#### Work request
Copy out all of the records. Keep every word exact.

#### Records for this task
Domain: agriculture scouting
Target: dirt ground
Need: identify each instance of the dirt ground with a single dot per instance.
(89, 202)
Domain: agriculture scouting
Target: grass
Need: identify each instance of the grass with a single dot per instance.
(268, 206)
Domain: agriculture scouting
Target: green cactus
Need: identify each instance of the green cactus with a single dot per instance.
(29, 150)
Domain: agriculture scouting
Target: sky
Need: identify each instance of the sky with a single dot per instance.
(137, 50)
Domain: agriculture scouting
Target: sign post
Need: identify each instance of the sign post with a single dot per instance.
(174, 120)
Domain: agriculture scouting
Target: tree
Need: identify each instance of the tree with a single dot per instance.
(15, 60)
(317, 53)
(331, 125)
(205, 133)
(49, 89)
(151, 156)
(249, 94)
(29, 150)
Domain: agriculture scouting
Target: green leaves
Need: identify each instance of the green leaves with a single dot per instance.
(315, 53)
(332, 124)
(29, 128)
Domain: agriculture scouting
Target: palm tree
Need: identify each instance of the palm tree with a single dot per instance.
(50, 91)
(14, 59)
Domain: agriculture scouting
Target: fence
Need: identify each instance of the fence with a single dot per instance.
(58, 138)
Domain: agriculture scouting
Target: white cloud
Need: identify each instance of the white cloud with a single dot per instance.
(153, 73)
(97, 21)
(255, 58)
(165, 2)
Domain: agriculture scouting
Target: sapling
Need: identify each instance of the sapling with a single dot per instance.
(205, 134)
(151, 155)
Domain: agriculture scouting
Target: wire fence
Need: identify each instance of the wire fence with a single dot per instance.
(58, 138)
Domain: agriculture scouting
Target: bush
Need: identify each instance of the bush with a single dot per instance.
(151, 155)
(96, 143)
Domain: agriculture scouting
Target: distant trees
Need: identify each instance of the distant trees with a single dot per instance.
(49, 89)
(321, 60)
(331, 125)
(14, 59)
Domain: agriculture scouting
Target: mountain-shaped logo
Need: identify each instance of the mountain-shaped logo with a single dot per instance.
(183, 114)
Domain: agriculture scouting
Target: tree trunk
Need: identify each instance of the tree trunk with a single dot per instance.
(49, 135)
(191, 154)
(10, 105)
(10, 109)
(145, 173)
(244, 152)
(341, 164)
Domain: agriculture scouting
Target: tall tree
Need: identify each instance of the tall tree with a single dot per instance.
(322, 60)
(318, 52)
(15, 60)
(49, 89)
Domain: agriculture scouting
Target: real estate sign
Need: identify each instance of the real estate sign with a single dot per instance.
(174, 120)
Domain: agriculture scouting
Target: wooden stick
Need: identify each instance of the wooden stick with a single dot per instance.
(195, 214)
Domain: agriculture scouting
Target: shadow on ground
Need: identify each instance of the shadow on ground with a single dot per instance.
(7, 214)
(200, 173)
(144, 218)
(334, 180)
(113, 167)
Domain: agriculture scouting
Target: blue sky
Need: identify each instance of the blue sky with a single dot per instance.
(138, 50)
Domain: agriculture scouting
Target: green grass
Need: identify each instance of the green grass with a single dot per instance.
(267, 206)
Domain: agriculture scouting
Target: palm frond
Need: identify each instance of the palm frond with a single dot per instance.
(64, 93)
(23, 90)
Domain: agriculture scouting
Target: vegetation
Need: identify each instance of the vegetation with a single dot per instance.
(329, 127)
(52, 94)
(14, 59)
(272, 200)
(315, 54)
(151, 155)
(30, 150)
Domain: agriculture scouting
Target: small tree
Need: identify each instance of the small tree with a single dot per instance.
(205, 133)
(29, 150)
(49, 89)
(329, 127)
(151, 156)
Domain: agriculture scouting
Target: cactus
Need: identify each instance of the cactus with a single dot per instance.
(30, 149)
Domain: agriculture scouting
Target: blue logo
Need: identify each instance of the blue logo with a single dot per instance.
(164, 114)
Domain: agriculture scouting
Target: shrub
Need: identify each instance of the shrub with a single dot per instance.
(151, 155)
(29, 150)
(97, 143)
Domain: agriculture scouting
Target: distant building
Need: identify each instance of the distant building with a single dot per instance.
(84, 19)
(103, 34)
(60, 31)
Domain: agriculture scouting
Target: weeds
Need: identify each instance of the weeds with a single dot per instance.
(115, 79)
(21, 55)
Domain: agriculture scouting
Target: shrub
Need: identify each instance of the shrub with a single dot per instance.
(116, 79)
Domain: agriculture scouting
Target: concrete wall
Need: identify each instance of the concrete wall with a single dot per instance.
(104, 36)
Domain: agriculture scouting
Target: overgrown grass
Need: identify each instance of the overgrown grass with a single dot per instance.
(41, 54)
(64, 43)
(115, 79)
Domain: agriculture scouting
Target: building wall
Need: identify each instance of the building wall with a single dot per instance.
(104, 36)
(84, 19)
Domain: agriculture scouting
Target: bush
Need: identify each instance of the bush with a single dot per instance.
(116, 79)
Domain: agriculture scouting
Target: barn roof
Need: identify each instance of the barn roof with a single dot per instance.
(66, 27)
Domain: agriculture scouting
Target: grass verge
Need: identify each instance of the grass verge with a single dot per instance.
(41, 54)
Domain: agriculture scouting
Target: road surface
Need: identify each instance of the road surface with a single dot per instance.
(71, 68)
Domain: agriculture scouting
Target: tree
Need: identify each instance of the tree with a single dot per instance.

#### Result for this task
Domain: agriculture scouting
Target: dirt ground
Need: identify each instance of the dirt ground with a single dot per instance.
(89, 202)
Domain: agriculture scouting
Target: grass
Need: identify each instance of the grass with a single dot per instance.
(268, 206)
Domain: agriculture scouting
Target: green cactus
Need: identify each instance of the green cactus with a single dot per instance.
(29, 150)
Domain: agriculture scouting
Target: sky
Need: identify each instance of the sky with a single dot per instance.
(137, 50)
Domain: agriculture scouting
Target: sign post
Need: identify each instance of the sign post with a single dot per instance.
(174, 120)
Domain: agriculture scouting
Target: tree
Need: identify each instance of the tree with a single dot per instance.
(15, 60)
(317, 53)
(331, 125)
(205, 133)
(49, 89)
(151, 156)
(249, 94)
(29, 150)
Domain: agriculture scouting
Target: green leaves
Need: identify each instance of the green leaves with a single dot per instance.
(315, 53)
(332, 124)
(29, 128)
Domain: agriculture scouting
Target: palm tree
Need: identify each instance of the palm tree with a single dot per instance.
(50, 91)
(14, 59)
Domain: agriculture scouting
Target: fence
Need: identify each instance of the fence with a single dot per instance.
(58, 138)
Domain: agriculture scouting
Target: white cloud
Need: identify each instance of the white cloud with a single dot per instance.
(153, 73)
(97, 21)
(255, 58)
(165, 2)
Domain: agriculture scouting
Target: sapling
Need: identify each instance of the sapling with a single dot per instance.
(205, 134)
(151, 155)
Domain: agriculture scouting
Target: wire fence
Need: identify each instance of the wire fence with a single dot per instance.
(58, 138)
Domain: agriculture scouting
Target: bush
Need: identify each instance of the bush with a single dot per instance.
(151, 155)
(96, 143)
Domain: agriculture scouting
Target: distant trees
Need: identify each instance of the distant trees with a single dot per instance.
(49, 89)
(321, 60)
(331, 125)
(14, 59)
Domain: agriculture scouting
Target: mountain-shaped logo
Need: identify each instance of the mountain-shaped logo with a single dot per instance.
(183, 114)
Domain: agriculture scouting
Target: tree trunk
Need: identify each instance of the tree trunk with a single dot per instance.
(49, 135)
(191, 154)
(10, 105)
(10, 109)
(145, 173)
(244, 152)
(341, 164)
Domain: agriculture scouting
Target: tall tree
Need: identify each instance of the tall tree with a single dot per instance.
(322, 60)
(318, 52)
(15, 60)
(49, 89)
Domain: agriculture scouting
Target: real estate sign
Need: identify each instance of the real estate sign with a single dot per instance.
(174, 120)
Domain: agriculture scouting
Target: wooden stick
Need: identify each instance of the wooden stick with a single dot per instance.
(195, 214)
Domain: agriculture scouting
Target: shadow on ground
Need: identify each instance of the shadow on ground with a single dot per instance.
(7, 214)
(200, 173)
(144, 218)
(334, 180)
(113, 167)
Domain: agriculture scouting
Target: blue sky
Need: identify each instance of the blue sky with a single dot per instance.
(138, 50)
Domain: agriculture scouting
Target: green grass
Need: identify each instance of the green grass with a single dot per instance.
(267, 206)
Domain: agriculture scouting
Target: palm frond
Need: identify each instance of the palm frond with a single dot per instance.
(64, 93)
(23, 90)
Domain: agriculture scouting
Target: vegetation
Need: identify each instance of the vegetation with a single dot per instance.
(329, 127)
(52, 94)
(14, 59)
(272, 200)
(315, 54)
(151, 155)
(30, 150)
Domain: agriculture scouting
Target: small tree
Need: identify each instance of the small tree with a single dot per instance.
(205, 133)
(29, 150)
(49, 89)
(329, 127)
(151, 156)
Domain: agriculture scouting
Target: cactus
Need: identify each instance of the cactus with a single dot per instance.
(30, 149)
Domain: agriculture scouting
Target: blue logo
Need: identify each instance of the blue logo with a single dot per instance.
(164, 114)
Domain: agriculture scouting
Target: shrub
Need: identify each instance of the shrub with a single dot per instance.
(151, 155)
(29, 150)
(97, 143)
Domain: agriculture scouting
Target: distant building
Need: identify each instance of the distant building with a single dot per instance.
(84, 19)
(103, 34)
(60, 31)
Domain: agriculture scouting
Target: weeds
Need: identify each instance of the weeds with a single dot per instance.
(115, 79)
(21, 55)
Domain: agriculture scouting
Target: shrub
Need: identify each instance of the shrub with a single dot per instance.
(116, 79)
Domain: agriculture scouting
Target: concrete wall
Need: identify each instance of the concrete wall with a single dot per instance.
(104, 36)
Domain: agriculture scouting
Target: overgrown grass
Need: identify each instance of the overgrown grass with a single dot per instance.
(41, 54)
(64, 43)
(115, 79)
Domain: agriculture scouting
Target: building wall
Need: identify each instance of the building wall with a single dot per instance.
(104, 36)
(84, 19)
Domain: agriculture scouting
Target: bush
Need: identify each instance of the bush with a single dot per instance.
(116, 79)
Domain: agriculture scouting
Target: barn roof
Need: identify each instance of the barn roof with a single dot per instance.
(66, 27)
Domain: agriculture scouting
Target: grass verge
Need: identify each instance of the grass verge with a single dot per instance.
(41, 54)
Domain: agriculture scouting
Target: road surface
Need: identify each instance of the road surface with a single dot per instance.
(71, 68)
Domain: agriculture scouting
Target: tree
Need: identify each instance of the tree with a single dot per instance.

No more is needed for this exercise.